**WHAT YOU WILL DO:** Reproduce the entire listing below word for word, leaving out the pictures.

━━━━━━━━

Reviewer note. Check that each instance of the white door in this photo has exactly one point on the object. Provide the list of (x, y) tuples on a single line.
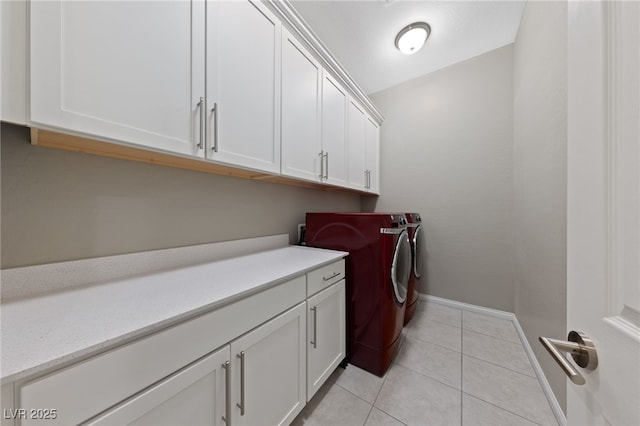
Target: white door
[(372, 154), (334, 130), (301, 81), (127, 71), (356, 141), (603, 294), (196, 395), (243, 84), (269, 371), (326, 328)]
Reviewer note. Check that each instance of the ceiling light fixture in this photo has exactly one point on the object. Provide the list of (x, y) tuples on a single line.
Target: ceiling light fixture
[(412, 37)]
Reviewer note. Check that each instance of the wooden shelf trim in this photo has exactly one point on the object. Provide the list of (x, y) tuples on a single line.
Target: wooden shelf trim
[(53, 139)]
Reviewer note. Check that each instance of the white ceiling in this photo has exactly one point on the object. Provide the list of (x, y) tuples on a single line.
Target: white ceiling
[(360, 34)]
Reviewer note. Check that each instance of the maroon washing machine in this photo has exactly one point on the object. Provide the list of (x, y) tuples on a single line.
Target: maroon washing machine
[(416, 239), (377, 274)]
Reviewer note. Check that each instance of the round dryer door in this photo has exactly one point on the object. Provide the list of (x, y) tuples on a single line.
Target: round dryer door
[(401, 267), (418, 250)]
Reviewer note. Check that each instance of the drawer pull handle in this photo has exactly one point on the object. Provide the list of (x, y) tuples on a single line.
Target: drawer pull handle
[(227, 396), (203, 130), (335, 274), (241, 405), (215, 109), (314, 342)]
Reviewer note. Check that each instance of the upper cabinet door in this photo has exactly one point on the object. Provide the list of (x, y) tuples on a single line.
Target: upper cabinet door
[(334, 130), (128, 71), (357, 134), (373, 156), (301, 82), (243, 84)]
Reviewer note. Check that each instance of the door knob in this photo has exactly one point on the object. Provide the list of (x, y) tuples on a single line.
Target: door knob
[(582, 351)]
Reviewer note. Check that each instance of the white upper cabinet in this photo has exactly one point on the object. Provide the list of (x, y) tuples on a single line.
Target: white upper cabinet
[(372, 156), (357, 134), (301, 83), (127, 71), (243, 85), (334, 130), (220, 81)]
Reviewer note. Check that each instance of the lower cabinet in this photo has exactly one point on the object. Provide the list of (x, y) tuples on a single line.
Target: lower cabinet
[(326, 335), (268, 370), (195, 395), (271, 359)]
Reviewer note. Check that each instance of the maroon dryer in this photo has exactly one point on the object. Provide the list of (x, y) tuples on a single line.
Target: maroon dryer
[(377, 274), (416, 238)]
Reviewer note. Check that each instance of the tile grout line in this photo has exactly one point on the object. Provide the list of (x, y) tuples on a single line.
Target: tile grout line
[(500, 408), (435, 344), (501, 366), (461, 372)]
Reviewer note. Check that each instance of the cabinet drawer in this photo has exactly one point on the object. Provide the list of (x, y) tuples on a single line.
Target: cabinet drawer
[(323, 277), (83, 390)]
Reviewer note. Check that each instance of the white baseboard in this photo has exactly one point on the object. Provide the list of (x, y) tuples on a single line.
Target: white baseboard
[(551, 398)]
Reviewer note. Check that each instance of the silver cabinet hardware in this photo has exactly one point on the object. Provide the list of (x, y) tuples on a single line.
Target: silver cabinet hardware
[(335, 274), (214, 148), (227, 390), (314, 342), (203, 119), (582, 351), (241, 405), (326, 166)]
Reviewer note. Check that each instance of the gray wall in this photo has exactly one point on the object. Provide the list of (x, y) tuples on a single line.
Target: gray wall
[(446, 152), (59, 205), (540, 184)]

━━━━━━━━

**TASK OUTPUT:**
Reviewer note. Check that each instance of the white door in this photo has exactly one point on the object. Provide the list of (x, y) tuples on a single line.
Target: white door
[(372, 154), (334, 130), (301, 81), (127, 71), (356, 141), (603, 294), (196, 395), (243, 84), (269, 371), (326, 328)]
Reviewer note. Check that each instance of the ceiling light fixture in this photo has exactly one point on the object. Provide the list of (x, y) tuples on a single line.
Target: ceiling light fixture
[(412, 37)]
Reviewer note. Check that each instance of the wooden shelf trim in this photo has exactly one point on the object. Provide the list of (x, y) tuples on a single line.
Target: wooden shelf trim
[(53, 139)]
Reviewer note. Check that each instance of the white ceiling in this photo has exactly one point on the object. Provide the list of (x, y) tuples on a single line.
Target: white ceiling
[(360, 34)]
Reviewer note. Check that each instance of the maroon washing machine in this photo has exactly one point on the object. Provide the list of (x, y) tuples on a single line.
Target: maroon washing machine
[(416, 239), (377, 274)]
Reviewer note. Check that each instance of the round dryer door in this photo has exactly one point on the object. Provide the list of (x, y) tuples on a single line.
Target: round dryer door
[(401, 267), (418, 250)]
Reviewer note. Check that each instance of the drawer pull handle in this photo has exactly one point on the object. Provide the list of (x, y) tuples on a single line.
Target: drawer pull handle
[(227, 396), (203, 130), (335, 274), (241, 405), (215, 109), (314, 342)]
Reviewer note. Check that each instance of the upper cabinet door in this photo has exactly one point on the object. Provide the list of (x, y) tuples on a single line.
Target: upper cabinet door
[(334, 130), (128, 71), (357, 134), (373, 156), (301, 82), (243, 84)]
Reviewer note. Check that each instance of the door knob in this photo has exactly one point on the object. Provide the list of (x, y) tuples on a single line.
Target: door knob
[(582, 351)]
Reviewer note. Check that each instance of the white upper cabinet in this photo has exactly one point on the object. Provide the list of (x, y) tuples on a single line.
Target: white upper cabinet
[(372, 156), (357, 134), (301, 83), (127, 71), (243, 85), (334, 130), (220, 81)]
Reviewer note. Check that each instance of the lower cabinet in this photo has exactly one point on the object. Provide the list of (x, y) tuples on a single line.
Target: lower cabinet
[(326, 335), (268, 370), (195, 395), (271, 359)]
Reviewer note. Check that each instance of the maroon dryer in this photo has exactly one point on the object. Provide the list of (x, y) tuples on a single line.
Target: maroon dryer
[(377, 274), (416, 238)]
Reviewer note. Check that each instance of the tile grout line in this photo has exactly one point on the object. Provide the list of (x, y) tuples on a single line.
Target: tile grout line
[(500, 408), (435, 344), (501, 366), (461, 372)]
Reviewer note. Check that each instance of the cabinet drawer in this photo has exactly one point on the object. Provide the list of (x, y) tuples on a single line.
Target: cabinet drawer
[(323, 277), (83, 390)]
Reviewer note. Check that each instance of the white baseboard in this photo has exactly one point on the object. Provide the list of (x, y) tuples on a single line.
Target: white baseboard
[(551, 398)]
Reviewer note. Check that each instance of the silver cabinet hardware in this photo has exactly one point on the object. Provide the list of (x, y) tuples on a single line.
Target: silver cabinet hardware
[(335, 274), (214, 148), (227, 390), (314, 342), (203, 119), (582, 351), (241, 405), (326, 166)]
Reviewer note. Check that each instance of the gray wall in this photo has exactly one point on the object. Provide the list of (x, y) tuples on a single line.
Target: gray wall
[(446, 152), (59, 205), (540, 184)]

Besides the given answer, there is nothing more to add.